===== Vorliegender Text =====

Abschied: Nach fast 75 Jahren sendet Radio Prag nicht mehr auf Kurzwelle

Radio Prag strahlte am 31. Januar 2011 sein halbstündiges Programm letztmalig über die Kurzwelle aus. Für uns ein Anlass, Sie auch ein letztes Mal auf einer Meterband-Frequenz in die fast 75-jährige Kurzwellen-Geschichte von Radio Prag mitzunehmen.

Liebe Hörerinnen und Hörer, es fällt auch mir nicht leicht, Ihnen ein letztes Mal den Eindruck von echter Radio-Atmosphäre zu vermitteln, wenn Sie uns jetzt gerade auf einer unserer Kurzwellen-Frequenzen im 41- oder 49-Meter-Band empfangen. Das konnte mein ehemaliger Kollege Josef Danes weitaus besser, wenn er Ihnen in seiner alle zwei Wochen ausgestrahlten Sendereihe, dem damaligen Medienmagazin, das wahre Feeling einer DXer-Sendung vermittelt hat. Das war bis zum Ende des vergangenen Jahrhunderts der Fall, als unsere Sendungen noch auf Band produziert wurden. Und genau aus diesem Grund gibt es leider keinen Tonträger mehr davon, weil das mit Bändern überhäufte Rundfunkarchiv seinerzeit nur noch „historisch wertvolle“ Aufnahmen konservierte. Die digitale Technik und das Internet haben die Archivierung im letzten Jahrzehnt allerdings regelrecht revolutioniert. Und so bin ich beim Suchen in den Annalen auch auf das erste Hörerforum im Jahr 2006 gestoßen, in dem mein ehemaliger Kollege Thomas Kirschner auch diesen Hörerbrief zitieren ließ:

Walter Aurazda aus Wittenberg bittet uns um Informationsmaterial zu Radio Prag und schreibt dazu: "Ich bin gerade dabei, eine kleine Ausstellung über europäische Kurzwellensender in unserem Schaufenster vorzubereiten. Da darf natürlich Radio Prag nicht fehlen!"

===== Bereitgestelltes Material =====

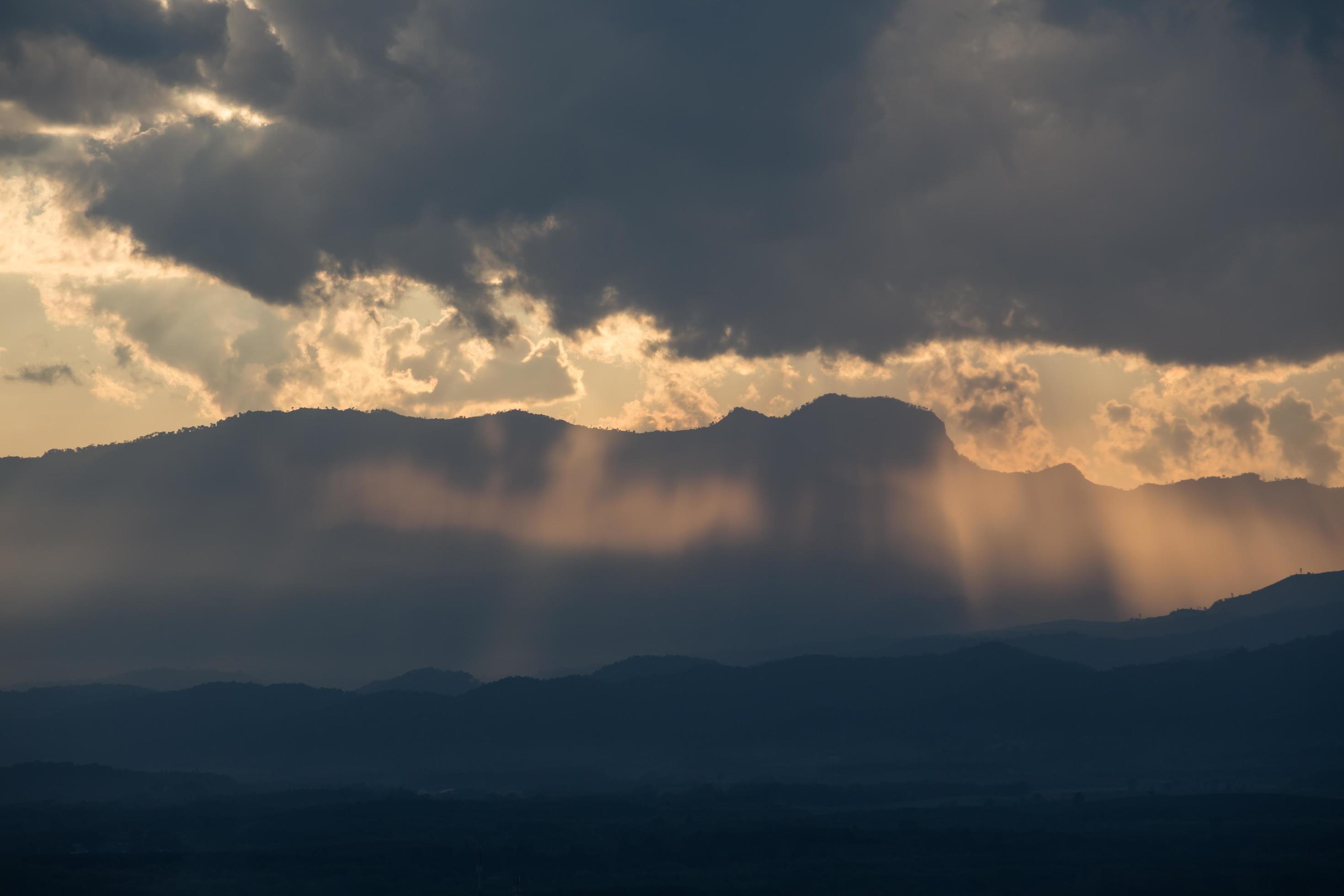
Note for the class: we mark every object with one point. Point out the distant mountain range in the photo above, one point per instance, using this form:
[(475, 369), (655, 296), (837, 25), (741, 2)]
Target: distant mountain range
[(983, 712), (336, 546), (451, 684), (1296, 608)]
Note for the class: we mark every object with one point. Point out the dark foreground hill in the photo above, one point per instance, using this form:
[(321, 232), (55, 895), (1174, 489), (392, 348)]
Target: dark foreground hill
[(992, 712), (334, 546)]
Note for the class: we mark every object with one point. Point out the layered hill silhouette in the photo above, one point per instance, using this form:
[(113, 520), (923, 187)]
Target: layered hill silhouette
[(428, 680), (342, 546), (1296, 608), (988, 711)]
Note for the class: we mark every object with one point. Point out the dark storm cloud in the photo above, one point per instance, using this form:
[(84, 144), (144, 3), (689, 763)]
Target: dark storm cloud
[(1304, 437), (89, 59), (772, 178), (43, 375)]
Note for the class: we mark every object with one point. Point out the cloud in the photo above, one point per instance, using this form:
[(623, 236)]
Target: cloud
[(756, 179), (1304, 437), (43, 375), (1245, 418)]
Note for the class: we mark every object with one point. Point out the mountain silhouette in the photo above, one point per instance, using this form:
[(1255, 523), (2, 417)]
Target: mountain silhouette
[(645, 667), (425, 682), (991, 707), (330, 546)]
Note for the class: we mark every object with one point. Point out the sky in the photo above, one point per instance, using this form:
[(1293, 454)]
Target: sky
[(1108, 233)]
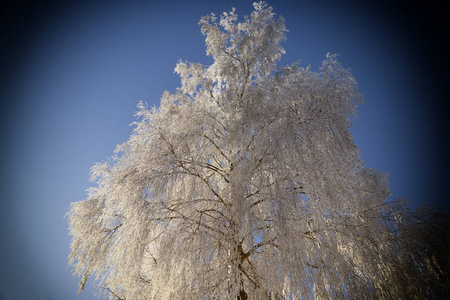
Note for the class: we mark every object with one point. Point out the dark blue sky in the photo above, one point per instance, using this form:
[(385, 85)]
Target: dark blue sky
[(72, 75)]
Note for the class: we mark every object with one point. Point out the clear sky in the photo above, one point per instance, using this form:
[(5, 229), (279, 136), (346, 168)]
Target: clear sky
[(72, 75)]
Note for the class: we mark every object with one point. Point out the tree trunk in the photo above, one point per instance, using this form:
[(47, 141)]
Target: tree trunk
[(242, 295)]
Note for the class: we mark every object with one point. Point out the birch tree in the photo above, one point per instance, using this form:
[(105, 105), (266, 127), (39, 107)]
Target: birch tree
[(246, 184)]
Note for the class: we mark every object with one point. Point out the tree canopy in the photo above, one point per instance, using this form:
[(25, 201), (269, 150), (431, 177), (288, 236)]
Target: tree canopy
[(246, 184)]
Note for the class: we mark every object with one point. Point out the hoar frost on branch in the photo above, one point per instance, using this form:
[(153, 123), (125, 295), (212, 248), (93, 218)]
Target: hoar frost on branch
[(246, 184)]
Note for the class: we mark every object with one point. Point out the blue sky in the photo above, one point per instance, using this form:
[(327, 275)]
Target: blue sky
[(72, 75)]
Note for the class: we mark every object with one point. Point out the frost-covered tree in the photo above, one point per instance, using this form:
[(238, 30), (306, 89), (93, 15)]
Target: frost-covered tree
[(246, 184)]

=====

_Zu erledigende Aufgabe_:
Geben Sie den Text über den Abschied von Radio Prag von der Kurzwelle vollständig und wortgetreu wieder.

_Erledigte Aufgabe_:
Abschied: Nach fast 75 Jahren sendet Radio Prag nicht mehr auf Kurzwelle

Radio Prag strahlte am 31. Januar 2011 sein halbstündiges Programm letztmalig über die Kurzwelle aus. Für uns ein Anlass, Sie auch ein letztes Mal auf einer Meterband-Frequenz in die fast 75-jährige Kurzwellen-Geschichte von Radio Prag mitzunehmen.

Liebe Hörerinnen und Hörer, es fällt auch mir nicht leicht, Ihnen ein letztes Mal den Eindruck von echter Radio-Atmosphäre zu vermitteln, wenn Sie uns jetzt gerade auf einer unserer Kurzwellen-Frequenzen im 41- oder 49-Meter-Band empfangen. Das konnte mein ehemaliger Kollege Josef Danes weitaus besser, wenn er Ihnen in seiner alle zwei Wochen ausgestrahlten Sendereihe, dem damaligen Medienmagazin, das wahre Feeling einer DXer-Sendung vermittelt hat. Das war bis zum Ende des vergangenen Jahrhunderts der Fall, als unsere Sendungen noch auf Band produziert wurden. Und genau aus diesem Grund gibt es leider keinen Tonträger mehr davon, weil das mit Bändern überhäufte Rundfunkarchiv seinerzeit nur noch „historisch wertvolle“ Aufnahmen konservierte. Die digitale Technik und das Internet haben die Archivierung im letzten Jahrzehnt allerdings regelrecht revolutioniert. Und so bin ich beim Suchen in den Annalen auch auf das erste Hörerforum im Jahr 2006 gestoßen, in dem mein ehemaliger Kollege Thomas Kirschner auch diesen Hörerbrief zitieren ließ:

Walter Aurazda aus Wittenberg bittet uns um Informationsmaterial zu Radio Prag und schreibt dazu: "Ich bin gerade dabei, eine kleine Ausstellung über europäische Kurzwellensender in unserem Schaufenster vorzubereiten. Da darf natürlich Radio Prag nicht fehlen!"